### Work to be completed
Write out the stretch of lines below that begins at the line with "pixel 446 223" and ends at the line with "Target: parked car", including both, exactly as given and nothing more.

(Stored items from a collection)
──────────────────────────────
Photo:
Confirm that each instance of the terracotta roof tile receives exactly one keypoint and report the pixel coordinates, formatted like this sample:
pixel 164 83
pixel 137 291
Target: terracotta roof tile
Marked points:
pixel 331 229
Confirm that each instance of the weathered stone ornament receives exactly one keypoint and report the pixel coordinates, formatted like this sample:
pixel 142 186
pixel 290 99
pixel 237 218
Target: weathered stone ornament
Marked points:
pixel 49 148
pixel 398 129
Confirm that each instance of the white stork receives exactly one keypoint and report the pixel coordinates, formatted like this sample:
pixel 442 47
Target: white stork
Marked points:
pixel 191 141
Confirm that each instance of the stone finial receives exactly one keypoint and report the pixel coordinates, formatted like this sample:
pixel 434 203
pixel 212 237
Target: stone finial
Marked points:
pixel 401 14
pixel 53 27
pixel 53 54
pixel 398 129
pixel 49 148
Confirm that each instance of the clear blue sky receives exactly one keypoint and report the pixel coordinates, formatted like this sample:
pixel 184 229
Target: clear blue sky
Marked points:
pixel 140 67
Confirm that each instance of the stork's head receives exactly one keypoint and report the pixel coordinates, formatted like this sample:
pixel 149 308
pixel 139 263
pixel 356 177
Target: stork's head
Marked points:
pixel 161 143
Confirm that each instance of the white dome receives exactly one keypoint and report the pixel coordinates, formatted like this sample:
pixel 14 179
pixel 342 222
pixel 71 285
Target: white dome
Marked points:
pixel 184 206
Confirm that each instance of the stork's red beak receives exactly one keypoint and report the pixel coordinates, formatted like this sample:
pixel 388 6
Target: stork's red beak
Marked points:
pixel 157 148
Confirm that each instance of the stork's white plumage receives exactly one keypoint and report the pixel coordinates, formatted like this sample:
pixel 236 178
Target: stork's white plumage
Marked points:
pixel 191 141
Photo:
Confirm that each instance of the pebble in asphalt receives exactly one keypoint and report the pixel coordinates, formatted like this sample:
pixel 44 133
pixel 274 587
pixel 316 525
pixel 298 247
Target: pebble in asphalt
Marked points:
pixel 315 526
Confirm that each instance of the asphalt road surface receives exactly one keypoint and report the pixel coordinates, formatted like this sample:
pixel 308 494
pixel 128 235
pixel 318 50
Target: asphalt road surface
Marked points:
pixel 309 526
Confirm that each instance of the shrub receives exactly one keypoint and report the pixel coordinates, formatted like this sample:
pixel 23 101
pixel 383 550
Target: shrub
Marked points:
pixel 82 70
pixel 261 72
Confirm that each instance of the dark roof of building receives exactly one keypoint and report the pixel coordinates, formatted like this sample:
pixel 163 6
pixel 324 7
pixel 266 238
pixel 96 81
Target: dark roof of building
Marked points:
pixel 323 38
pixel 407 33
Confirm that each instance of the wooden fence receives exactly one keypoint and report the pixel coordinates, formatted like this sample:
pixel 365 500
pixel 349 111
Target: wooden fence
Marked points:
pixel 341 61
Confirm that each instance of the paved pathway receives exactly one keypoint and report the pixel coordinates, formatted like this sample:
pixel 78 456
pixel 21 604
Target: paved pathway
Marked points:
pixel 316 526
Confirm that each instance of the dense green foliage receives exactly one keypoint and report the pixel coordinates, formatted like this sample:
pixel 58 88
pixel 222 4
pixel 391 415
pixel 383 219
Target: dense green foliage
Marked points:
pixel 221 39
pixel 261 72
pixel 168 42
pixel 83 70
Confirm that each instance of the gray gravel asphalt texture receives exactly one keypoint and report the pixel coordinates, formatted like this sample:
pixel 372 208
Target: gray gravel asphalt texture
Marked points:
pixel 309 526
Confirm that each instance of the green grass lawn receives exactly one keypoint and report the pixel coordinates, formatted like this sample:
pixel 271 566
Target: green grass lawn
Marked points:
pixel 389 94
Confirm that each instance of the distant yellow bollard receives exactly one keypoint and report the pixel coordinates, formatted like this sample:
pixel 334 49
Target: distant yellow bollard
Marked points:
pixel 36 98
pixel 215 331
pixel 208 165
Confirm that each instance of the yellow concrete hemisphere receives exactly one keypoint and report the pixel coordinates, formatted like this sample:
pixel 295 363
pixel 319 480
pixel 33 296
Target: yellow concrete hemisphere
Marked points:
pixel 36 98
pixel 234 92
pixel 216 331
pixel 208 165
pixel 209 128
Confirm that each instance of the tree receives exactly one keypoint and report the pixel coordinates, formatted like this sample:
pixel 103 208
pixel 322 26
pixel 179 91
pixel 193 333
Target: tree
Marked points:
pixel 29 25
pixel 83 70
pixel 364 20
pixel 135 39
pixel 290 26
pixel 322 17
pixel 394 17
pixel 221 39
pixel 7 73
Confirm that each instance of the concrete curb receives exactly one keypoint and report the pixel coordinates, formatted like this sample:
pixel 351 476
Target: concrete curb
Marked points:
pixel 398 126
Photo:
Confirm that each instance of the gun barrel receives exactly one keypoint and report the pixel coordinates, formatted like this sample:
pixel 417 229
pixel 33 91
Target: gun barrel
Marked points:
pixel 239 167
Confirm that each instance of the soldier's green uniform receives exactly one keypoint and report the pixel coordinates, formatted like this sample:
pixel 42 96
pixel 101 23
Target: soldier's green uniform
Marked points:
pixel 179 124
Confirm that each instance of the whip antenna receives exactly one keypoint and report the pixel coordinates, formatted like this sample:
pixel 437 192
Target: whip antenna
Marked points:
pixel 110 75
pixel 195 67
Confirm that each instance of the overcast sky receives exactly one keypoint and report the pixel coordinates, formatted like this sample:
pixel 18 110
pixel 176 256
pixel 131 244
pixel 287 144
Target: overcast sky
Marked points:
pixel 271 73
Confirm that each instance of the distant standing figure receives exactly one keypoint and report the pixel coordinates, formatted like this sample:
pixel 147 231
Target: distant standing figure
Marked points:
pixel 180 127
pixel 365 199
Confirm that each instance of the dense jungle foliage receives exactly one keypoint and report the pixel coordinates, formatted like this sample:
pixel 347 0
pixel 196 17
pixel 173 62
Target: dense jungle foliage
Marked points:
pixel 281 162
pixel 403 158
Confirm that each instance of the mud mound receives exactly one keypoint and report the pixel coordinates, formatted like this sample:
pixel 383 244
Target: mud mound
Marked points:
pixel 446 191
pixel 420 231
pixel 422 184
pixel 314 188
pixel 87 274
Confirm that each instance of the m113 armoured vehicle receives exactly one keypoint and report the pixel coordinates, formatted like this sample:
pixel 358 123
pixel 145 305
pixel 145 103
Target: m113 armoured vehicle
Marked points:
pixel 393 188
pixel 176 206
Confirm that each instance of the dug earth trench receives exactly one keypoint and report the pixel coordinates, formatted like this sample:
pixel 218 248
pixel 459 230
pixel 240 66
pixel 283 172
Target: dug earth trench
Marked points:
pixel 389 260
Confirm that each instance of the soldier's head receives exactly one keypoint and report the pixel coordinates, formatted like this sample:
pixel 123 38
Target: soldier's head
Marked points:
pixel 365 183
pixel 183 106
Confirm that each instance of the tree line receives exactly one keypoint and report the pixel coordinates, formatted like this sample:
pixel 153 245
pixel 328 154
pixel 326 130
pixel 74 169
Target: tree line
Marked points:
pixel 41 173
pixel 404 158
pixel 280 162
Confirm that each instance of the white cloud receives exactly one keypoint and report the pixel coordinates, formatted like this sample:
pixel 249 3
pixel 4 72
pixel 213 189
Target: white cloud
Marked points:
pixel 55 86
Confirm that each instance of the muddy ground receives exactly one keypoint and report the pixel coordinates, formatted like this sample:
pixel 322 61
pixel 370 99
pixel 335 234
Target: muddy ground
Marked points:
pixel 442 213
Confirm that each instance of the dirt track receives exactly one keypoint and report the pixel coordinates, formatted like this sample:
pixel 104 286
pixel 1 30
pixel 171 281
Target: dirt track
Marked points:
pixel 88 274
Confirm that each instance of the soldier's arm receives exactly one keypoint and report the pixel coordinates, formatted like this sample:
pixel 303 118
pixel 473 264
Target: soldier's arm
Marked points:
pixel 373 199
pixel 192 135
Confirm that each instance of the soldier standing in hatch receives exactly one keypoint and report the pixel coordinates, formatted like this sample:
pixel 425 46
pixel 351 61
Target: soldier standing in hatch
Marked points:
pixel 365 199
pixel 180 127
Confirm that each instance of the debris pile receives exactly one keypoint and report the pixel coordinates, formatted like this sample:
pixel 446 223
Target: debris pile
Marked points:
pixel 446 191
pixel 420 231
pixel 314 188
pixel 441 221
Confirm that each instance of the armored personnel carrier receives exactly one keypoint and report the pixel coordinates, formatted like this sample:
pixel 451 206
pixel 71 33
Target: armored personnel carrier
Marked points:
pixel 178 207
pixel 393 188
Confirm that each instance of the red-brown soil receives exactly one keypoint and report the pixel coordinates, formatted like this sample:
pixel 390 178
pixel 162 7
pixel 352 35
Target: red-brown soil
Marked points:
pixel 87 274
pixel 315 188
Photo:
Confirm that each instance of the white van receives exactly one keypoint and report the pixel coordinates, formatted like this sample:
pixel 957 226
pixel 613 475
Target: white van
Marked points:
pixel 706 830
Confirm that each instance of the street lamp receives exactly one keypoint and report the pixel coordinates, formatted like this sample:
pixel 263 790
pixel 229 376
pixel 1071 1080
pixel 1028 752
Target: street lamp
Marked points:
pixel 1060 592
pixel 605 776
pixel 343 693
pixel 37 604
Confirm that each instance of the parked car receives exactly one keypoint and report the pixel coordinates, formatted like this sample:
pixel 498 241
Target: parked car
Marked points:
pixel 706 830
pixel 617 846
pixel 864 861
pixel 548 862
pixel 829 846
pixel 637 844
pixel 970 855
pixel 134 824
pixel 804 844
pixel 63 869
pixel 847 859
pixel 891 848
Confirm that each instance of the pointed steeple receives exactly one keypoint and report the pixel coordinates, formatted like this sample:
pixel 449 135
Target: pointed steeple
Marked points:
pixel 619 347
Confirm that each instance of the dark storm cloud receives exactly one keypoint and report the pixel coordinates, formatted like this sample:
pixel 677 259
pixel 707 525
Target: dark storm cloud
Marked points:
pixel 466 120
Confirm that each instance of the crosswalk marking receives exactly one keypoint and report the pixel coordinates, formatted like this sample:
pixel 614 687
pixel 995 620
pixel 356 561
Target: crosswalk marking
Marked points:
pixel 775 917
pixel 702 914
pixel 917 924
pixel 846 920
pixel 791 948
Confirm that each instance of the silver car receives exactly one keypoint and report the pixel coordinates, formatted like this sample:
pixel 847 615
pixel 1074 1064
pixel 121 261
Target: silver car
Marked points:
──────────────────────────────
### Problem solution
pixel 446 223
Target: debris pile
Marked points:
pixel 446 191
pixel 420 231
pixel 314 188
pixel 441 221
Confirm that each instance of the armored personnel carrier receives exactly one keypoint and report the pixel coordinates, formatted like this sample:
pixel 451 206
pixel 71 33
Target: armored personnel carrier
Marked points:
pixel 178 207
pixel 393 188
Confirm that each instance of the red-brown soil receives exactly one keypoint and report the pixel coordinates, formatted like this sample:
pixel 390 178
pixel 162 7
pixel 352 35
Target: red-brown soil
Marked points:
pixel 87 274
pixel 315 188
Photo:
Confirm that each instance of the white van receives exactly one keypoint and report the pixel coordinates, formatted like this sample:
pixel 957 226
pixel 613 475
Target: white van
Marked points:
pixel 706 830
Confirm that each instance of the street lamp receives exactly one keypoint and report the pixel coordinates, formatted like this sample:
pixel 263 790
pixel 229 376
pixel 1071 1080
pixel 1028 752
Target: street lamp
Marked points:
pixel 1060 592
pixel 605 776
pixel 343 693
pixel 37 604
Confirm that each instance of the parked car receives exactly one keypoint and report the pixel coordinates, formatted like this sample:
pixel 498 241
Target: parked car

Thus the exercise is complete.